=== Quoted text ===

1) As the number of parameters you need to solve for grows. In our example we had two parameters (m and b). In Andrew Ng’s Machine Learning class on Coursera, he suggests that when you have more than 10,000 parameters gradient descent may be a better solution than the normal equation closed form solution. See the video here: https://www.youtube.com/watch?v=B3vseKmgi8E&feature=youtu.be&t=11m27s

2) When your system of equations is non-linear. Logistic regression (a common machine learning classification method) is an example of this.

3) When an approximate answer is “good enough”.

Thanks for the information! I knew there were nuances I was missing.

Thanks for neatly explaining the concept. One question however, where are you getting the x and y values to compute the totalError and the two new gradients in your code snippets? I can’t figure that out, please help understand.

The x and y values come from the points (e.g., the data set). The points are iterated over and each point (e.g., (x, y) pair) contributes toward the totalError and gradient values.

1) Crystal clear. I have one doubt , if the error surface is having only one local minimum(absolute minimum) , then we can set derivation equal to zero (which is nothing but solving simultaneous equations right ? The solution we get from this method will be unique , in this case we no need to worry about GD algo and number of iterations),

2) But in real time we dont know the error surface will have how many locals ( let say if we have m local minimas , all these places will have gradient value will be zeros) . In the iterative process (GD algo), when we near to any of local minima we will stop (again , to reach such any one of local minima will take many number of iterations , is that right ?)

===

= Given exercise A =
In the rows below, begin at the line that has "Exercise. Point to every instance of the man's face" and continue through the end of the rows. Write those lines out again, substituting "person's" for every "man's" and leaving everything else unchanged.

=== Material provided ===

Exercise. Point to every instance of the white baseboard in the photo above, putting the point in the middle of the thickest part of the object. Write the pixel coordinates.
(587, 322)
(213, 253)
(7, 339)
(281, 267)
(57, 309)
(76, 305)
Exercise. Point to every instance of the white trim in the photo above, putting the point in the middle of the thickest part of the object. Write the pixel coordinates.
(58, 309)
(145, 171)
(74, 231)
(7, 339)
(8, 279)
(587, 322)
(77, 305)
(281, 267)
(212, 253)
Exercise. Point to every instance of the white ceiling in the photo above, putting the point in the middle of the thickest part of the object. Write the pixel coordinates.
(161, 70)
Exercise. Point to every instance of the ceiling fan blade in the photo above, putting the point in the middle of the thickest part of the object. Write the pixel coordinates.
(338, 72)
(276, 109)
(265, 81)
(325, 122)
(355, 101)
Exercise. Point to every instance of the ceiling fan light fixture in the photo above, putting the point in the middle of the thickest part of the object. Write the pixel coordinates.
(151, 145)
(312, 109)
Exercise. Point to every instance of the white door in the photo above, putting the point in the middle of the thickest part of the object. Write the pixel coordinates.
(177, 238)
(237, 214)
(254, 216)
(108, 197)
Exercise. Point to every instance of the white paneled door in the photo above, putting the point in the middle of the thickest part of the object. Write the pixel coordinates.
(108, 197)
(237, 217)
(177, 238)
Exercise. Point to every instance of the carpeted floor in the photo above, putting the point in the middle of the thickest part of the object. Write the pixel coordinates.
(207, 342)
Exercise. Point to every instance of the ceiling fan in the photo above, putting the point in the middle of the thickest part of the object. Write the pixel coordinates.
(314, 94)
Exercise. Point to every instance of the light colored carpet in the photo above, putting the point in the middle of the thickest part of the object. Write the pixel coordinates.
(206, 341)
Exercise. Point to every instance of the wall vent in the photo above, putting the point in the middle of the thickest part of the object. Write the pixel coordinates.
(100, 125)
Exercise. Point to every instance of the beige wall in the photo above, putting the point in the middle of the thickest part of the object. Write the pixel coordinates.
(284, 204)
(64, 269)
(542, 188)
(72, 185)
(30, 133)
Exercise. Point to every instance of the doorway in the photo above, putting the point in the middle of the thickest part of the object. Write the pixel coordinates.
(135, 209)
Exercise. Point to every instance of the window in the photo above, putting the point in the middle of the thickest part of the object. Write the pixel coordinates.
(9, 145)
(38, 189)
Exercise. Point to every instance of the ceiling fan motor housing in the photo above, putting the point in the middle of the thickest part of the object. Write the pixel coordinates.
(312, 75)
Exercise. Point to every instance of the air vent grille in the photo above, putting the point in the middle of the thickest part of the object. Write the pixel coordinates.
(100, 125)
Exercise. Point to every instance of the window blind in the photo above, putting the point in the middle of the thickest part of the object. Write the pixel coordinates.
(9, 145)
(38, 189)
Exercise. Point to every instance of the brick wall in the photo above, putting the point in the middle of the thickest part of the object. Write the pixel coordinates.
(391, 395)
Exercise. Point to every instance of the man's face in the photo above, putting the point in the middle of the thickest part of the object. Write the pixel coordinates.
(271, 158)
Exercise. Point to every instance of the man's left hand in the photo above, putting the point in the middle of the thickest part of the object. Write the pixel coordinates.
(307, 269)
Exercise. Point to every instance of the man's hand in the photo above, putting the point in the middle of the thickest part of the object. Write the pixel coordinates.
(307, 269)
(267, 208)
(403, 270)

===

= Given exercise B =
Answer these questions about the gradient descent text above:
(i) Above how many parameters does Andrew Ng suggest gradient descent may be a better solution than the normal equation?
(ii) Which classification method is given as an example of a non-linear system of equations?
(iii) Where do the x and y values used to compute the totalError and the gradients come from?

= Task response A =
Exercise. Point to every instance of the person's face in the photo above, putting the point in the middle of the thickest part of the object. Write the pixel coordinates.
(271, 158)
Exercise. Point to every instance of the person's left hand in the photo above, putting the point in the middle of the thickest part of the object. Write the pixel coordinates.
(307, 269)
Exercise. Point to every instance of the person's hand in the photo above, putting the point in the middle of the thickest part of the object. Write the pixel coordinates.
(307, 269)
(267, 208)
(403, 270)

= Task response B =
(i) More than 10,000 parameters.
(ii) Logistic regression.
(iii) They come from the points (the data set), with each (x, y) pair contributing to the totalError and gradient values.